Given entries:
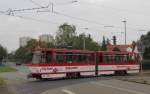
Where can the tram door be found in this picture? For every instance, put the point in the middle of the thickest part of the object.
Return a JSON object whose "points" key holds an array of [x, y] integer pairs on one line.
{"points": [[99, 60]]}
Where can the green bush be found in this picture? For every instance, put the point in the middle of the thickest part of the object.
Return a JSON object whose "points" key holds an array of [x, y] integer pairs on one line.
{"points": [[146, 64]]}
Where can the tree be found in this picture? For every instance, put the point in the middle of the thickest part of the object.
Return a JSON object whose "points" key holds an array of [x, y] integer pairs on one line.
{"points": [[24, 54], [65, 35]]}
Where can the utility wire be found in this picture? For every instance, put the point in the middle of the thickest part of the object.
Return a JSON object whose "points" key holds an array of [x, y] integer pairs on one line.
{"points": [[35, 3]]}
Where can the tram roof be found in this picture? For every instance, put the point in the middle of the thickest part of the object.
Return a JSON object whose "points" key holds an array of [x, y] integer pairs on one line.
{"points": [[81, 51]]}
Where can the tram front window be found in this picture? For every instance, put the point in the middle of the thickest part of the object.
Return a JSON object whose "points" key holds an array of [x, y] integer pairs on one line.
{"points": [[37, 57]]}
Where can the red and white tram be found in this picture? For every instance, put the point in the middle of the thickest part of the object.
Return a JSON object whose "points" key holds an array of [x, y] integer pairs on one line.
{"points": [[59, 63]]}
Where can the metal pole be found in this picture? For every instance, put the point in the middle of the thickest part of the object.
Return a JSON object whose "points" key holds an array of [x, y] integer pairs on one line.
{"points": [[83, 43], [52, 7], [125, 31]]}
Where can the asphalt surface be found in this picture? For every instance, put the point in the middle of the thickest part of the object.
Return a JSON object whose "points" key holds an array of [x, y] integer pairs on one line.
{"points": [[19, 84]]}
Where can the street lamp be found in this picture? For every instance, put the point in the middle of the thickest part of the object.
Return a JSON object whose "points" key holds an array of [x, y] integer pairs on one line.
{"points": [[125, 31]]}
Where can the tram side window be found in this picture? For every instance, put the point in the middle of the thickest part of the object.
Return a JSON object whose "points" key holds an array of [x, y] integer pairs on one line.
{"points": [[49, 57], [58, 57], [100, 58], [43, 57], [69, 57]]}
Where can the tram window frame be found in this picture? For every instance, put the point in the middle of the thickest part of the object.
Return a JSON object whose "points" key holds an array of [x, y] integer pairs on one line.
{"points": [[58, 56], [49, 57], [100, 58]]}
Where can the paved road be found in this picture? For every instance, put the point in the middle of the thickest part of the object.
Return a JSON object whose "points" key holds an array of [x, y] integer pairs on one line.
{"points": [[97, 85]]}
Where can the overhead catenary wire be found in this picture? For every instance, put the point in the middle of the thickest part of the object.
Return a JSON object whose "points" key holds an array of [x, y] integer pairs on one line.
{"points": [[38, 9]]}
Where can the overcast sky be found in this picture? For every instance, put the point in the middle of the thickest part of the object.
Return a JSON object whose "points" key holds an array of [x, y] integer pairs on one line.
{"points": [[96, 15]]}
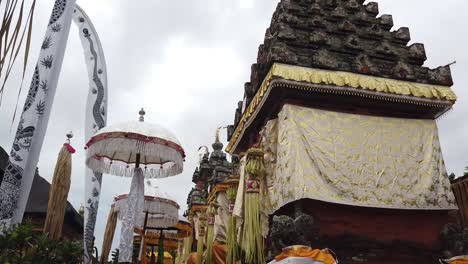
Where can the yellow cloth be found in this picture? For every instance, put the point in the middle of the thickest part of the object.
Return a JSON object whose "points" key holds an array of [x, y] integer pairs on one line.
{"points": [[221, 218], [305, 252], [357, 82], [354, 159]]}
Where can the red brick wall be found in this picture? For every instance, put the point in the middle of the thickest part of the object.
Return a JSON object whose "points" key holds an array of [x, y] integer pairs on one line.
{"points": [[420, 227]]}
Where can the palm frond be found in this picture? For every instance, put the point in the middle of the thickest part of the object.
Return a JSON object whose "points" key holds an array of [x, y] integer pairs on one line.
{"points": [[12, 34]]}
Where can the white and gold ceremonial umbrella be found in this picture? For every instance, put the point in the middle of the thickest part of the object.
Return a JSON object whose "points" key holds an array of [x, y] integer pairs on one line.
{"points": [[139, 150], [160, 212]]}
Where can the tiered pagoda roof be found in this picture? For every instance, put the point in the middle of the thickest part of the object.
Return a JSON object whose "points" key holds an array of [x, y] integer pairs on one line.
{"points": [[344, 36], [214, 168]]}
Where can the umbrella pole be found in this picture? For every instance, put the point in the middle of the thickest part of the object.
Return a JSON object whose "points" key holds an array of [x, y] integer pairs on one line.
{"points": [[153, 258], [161, 248], [143, 236]]}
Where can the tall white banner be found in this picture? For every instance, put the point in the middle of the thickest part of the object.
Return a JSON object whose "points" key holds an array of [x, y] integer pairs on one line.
{"points": [[19, 173]]}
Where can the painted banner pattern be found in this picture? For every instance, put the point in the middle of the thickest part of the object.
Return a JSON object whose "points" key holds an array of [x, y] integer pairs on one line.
{"points": [[24, 155]]}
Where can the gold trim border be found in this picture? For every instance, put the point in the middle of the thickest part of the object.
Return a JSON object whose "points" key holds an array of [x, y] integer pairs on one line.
{"points": [[341, 79]]}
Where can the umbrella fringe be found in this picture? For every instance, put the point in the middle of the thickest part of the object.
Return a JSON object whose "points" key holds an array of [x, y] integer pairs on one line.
{"points": [[58, 195], [173, 164]]}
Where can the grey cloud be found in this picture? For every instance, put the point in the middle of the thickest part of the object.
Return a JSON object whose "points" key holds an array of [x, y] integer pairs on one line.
{"points": [[135, 37]]}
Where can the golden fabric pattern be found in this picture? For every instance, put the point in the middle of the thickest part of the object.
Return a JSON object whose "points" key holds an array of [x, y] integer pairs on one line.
{"points": [[354, 159], [340, 79]]}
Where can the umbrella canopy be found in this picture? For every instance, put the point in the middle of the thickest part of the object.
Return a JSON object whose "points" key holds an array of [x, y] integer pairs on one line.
{"points": [[119, 148], [138, 150], [179, 231]]}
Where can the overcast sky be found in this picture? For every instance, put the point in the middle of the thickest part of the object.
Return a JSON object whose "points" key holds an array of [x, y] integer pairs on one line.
{"points": [[186, 62]]}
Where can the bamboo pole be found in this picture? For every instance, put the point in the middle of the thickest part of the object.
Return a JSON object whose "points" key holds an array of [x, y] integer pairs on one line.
{"points": [[108, 235], [58, 194]]}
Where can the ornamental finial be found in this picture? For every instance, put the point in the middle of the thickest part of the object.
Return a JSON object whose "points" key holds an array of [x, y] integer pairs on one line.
{"points": [[69, 136], [142, 115]]}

Stated exercise:
Your copy should match the records word for word, with the pictures removed.

Answer for the task:
Where can the tram door be found in this picture? For every instance, put the point in the middle of the thickest part of the object.
Return a JSON object whose "points" key holds an array of [x, y] integer pairs on one line.
{"points": [[99, 60]]}
Where can the green bush be found in this picture? For every instance, put the point in the middle of the thickest part of the object.
Return a JSON object whose "points" key holds an array of [x, y] integer pairs on one line.
{"points": [[146, 64]]}
Where can the tree be found in this picture? For every instance, put the point in the middle of the thickest part of the object.
Return a JSON object whose "points" key holds an array of [x, y] integer pairs on one line.
{"points": [[24, 54], [65, 35]]}
Where can the utility wire be found in this picture? For every instance, put the point in the middle of the thickest part of the object.
Return a JSON object whose "points" key holds an array of [x, y] integer pairs on one line.
{"points": [[35, 3]]}
Where can the tram roof be found in this picture? For every instance, put the point in the middle of the thickest part of the object.
Return a JSON object whose "points" key holds an array of [x, y] integer pairs on one line.
{"points": [[81, 51]]}
Where can the tram front window be found in this picture? For every instance, put the point in the middle of the thickest part of the object.
Return a JSON object whose "points" key holds an array of [x, y] integer pairs on one line.
{"points": [[37, 57]]}
Where can the red and white tram be found in this picture? For every instance, put the point in the middle of the thickest part of the object.
Return a JSON object whose "points" key holds an array of [x, y] integer pairs on one line.
{"points": [[59, 63]]}
Where can the metal pole be found in this picture? For every instance, put the point in the middle of the thickest part of the object.
Return a JSON object whose "points" key holds an array of [x, y] integer pairs on one line.
{"points": [[83, 43], [52, 7], [125, 31]]}
Where can the asphalt surface be found in this picture? For every instance, put the point in the middle of the thickest part of the object.
Return a JSON object whose "points" key holds an array of [x, y] integer pairs on one line.
{"points": [[19, 84]]}
Where can the street lamp be found in this picture? For every instance, put the point in the middle of the thickest part of the object.
Return a JSON object whose "points" key holds an array of [x, y] integer pairs on one line.
{"points": [[125, 31]]}
Where can the tram side window be found in this picture? For every instance, put the point in the middle of the thickest part of the object.
Return a JSON object whose "points" key holds an array of [x, y] integer pairs on one line.
{"points": [[49, 57], [58, 57], [100, 58], [43, 57], [69, 57]]}
Where can the tram window frame be found in this picture? For every instance, put the point in the middle of the thickest part of the object.
Return a JSON object whose "points" key holds an array of [x, y] integer pairs on one line.
{"points": [[58, 56], [49, 57], [100, 58]]}
Where can the paved road be found in this picture? For every instance, put the point in the middle of the thickest part of the object.
Return a JSON object whose "points" key holds an array of [x, y] integer pairs on one line.
{"points": [[97, 85]]}
Where can the overhead catenary wire be found in this picture? For every instance, put the point in the middle of the thickest part of the object.
Return a JSON object whose "points" key holds an array of [x, y] integer pairs on one line.
{"points": [[38, 9]]}
Where can the overcast sky be found in this picture? For every instance, put the point in the middle of the thickest part of the object.
Return a JSON object whose "points" key holds an array of [x, y] integer pairs on one line.
{"points": [[96, 15]]}
Where can the yellow cloth be found in this picture? For every instance, put the point in the middle of the thickest part of the object.
Return a JSON object whose "points" key holds an array of [x, y] integer pairs on one line.
{"points": [[221, 218], [305, 252], [357, 82], [354, 159]]}
Where can the red brick wall be found in this picture? For every instance, put the point in the middle of the thickest part of the object.
Return a JSON object whose "points" key holds an array of [x, y] integer pairs on one line.
{"points": [[420, 227]]}
Where can the palm frond be found in this picture? For every instance, put the point in the middle of the thickest part of the object.
Return a JSON object whose "points" key holds an array of [x, y] integer pairs on one line.
{"points": [[12, 34]]}
Where can the white and gold ceremonial umbrella be found in this picture? For every instance, put the point in the middle of the thickest part of the object.
Return a JSON object whose "points" key holds an array of [x, y] integer pairs on one line.
{"points": [[139, 150], [160, 212]]}
Where can the tiered pagoda roof be found in this picture? For every instance, put the point in the middle of the thickest part of the object.
Return a JSON object whose "points" key holds an array of [x, y] integer pairs on one line.
{"points": [[344, 36], [214, 168]]}
Where can the umbrella pole be found in this picture? For every instance, put the point in the middle of the thickest part of the object.
Return a JSON object whose "points" key holds an array of [x, y] integer pairs on one line.
{"points": [[153, 258], [161, 248], [143, 236]]}
Where can the tall white banner be found in this picture? For every instance, put the point in the middle of the thickest part of the object.
Return a JSON object whose "points" key holds an array of [x, y] integer pairs on one line.
{"points": [[19, 173]]}
Where can the painted banner pattern be found in this picture? For every instance, put the point in the middle of the thickest part of the object.
Return a JSON object whose "points" key holds an array of [x, y] integer pairs on one line.
{"points": [[24, 155]]}
Where can the gold trim border be found in this picture? For every instance, put the point in the middle of the thickest part of the object.
Return a JSON object whose "points" key holds an array of [x, y] integer pairs on one line.
{"points": [[341, 79]]}
Where can the umbrella fringe be found in this picture? For every instance, put the point in the middle of the thickest part of the object.
Return a JSON object whose "points" key holds an array of [x, y] integer pairs on one line.
{"points": [[58, 195], [173, 164]]}
Where can the grey cloud be found in this picture? For every instance, put the point in the middle of the thickest part of the object.
Return a JSON object whose "points" key holds an array of [x, y] integer pairs on one line.
{"points": [[135, 37]]}
Where can the golden fabric pattern be found in this picture? For every instance, put the point in the middle of the thickest part of the object.
Return a JSON object whose "points" key holds an array of [x, y] integer pairs on one line.
{"points": [[354, 159], [340, 79]]}
Where can the umbrella canopy be found in this picture? For every instance, put the point in the middle of the thickest part of the object.
Return a JSON object whose "points" key holds an array of [x, y] integer pairs on one line.
{"points": [[119, 148], [138, 150], [179, 231]]}
Where can the overcast sky be found in this picture? For every instance, put the point in the middle of the thickest part of the object.
Return a JSON object whose "points" key holds an array of [x, y] integer pairs on one line.
{"points": [[186, 62]]}
Where can the bamboo pole be found in this picture? For every instance, put the point in the middle of the thickest part of the object.
Return a JSON object whose "points" key holds an array of [x, y] integer pairs on one line.
{"points": [[108, 235], [58, 194]]}
Where can the ornamental finial be found in this picture? For every instance, put the point in the middle of the thickest part of the object.
Return a JSON object whose "points" key holds an array of [x, y] integer pairs on one line.
{"points": [[69, 136], [142, 115]]}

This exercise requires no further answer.